**REQUEST A**:
According to the extract below, how many seed varieties does Alexander keep in his library?
--- Start EXTRACT ---
The Seed Detective: Uncovering the Secret Histories of Remarkable Vegetables

The Seed Detective: Uncovering the Secret Histories of Remarkable Vegetables, Adam Alexander's spirited introduction to the contemporary seed-saving movement and the relevance of vegetables to the human story, celebrates the hundreds of traditional, historically valuable crops rescued from extinction by a quiet cavalry of local farmers around the world.

Alexander, a film and television producer with a lifelong passion for growing food, is a seed guardian for the Heritage Seed Library in the U.K. He seeks indigenous varieties of key food seeds on his extensive global travels. Maintaining a library of 499 seed varieties, most no longer commercially available, Alexander is on a mission to promote the deliciousness, sustainability and biodiversity of locally grown crops over those that have been "industrialised, patented, corralled into tasteless cosmetic versions of goodness." He shares seed with gardeners much like himself--and with displaced people so that they can grow crops from their native lands.
--- End EXTRACT ---
--- Start THE INPUT ---
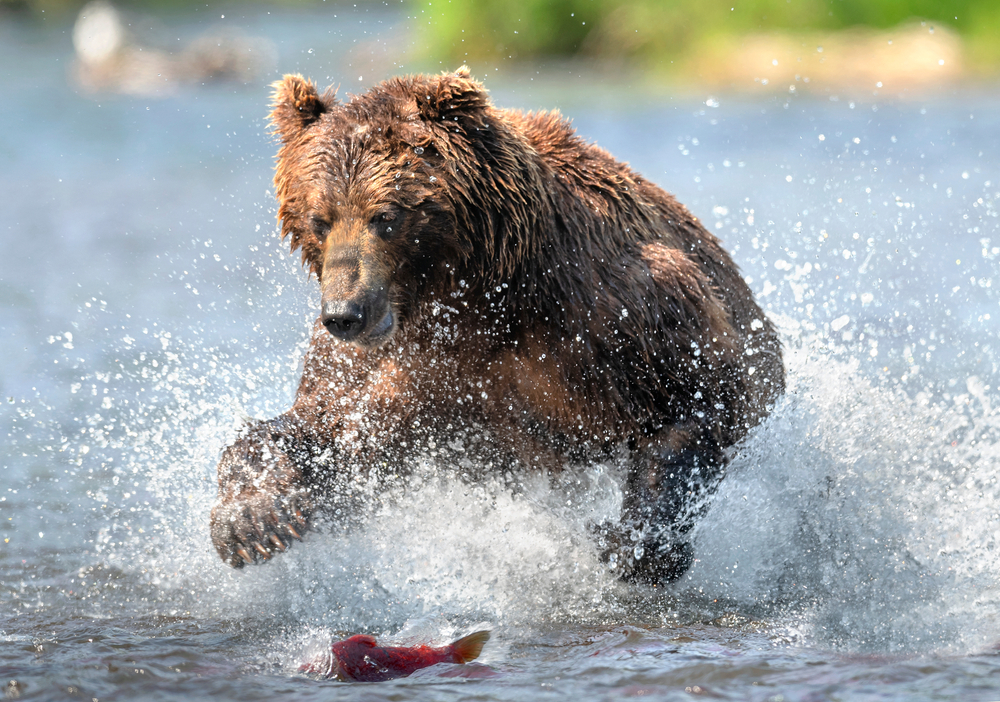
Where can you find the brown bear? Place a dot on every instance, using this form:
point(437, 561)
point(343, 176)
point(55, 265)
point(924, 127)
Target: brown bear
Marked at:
point(491, 280)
--- End THE INPUT ---
**REQUEST B**:
Rewrite the entries above, replacing "brown bear" with "black bear" wherever it appears and keeping everything else the same. Leave out the pictures.

**FULL SOLUTION A**:
499

**FULL SOLUTION B**:
Where can you find the black bear? Place a dot on every instance, using this form:
point(437, 561)
point(343, 176)
point(55, 265)
point(924, 127)
Target: black bear
Marked at:
point(491, 280)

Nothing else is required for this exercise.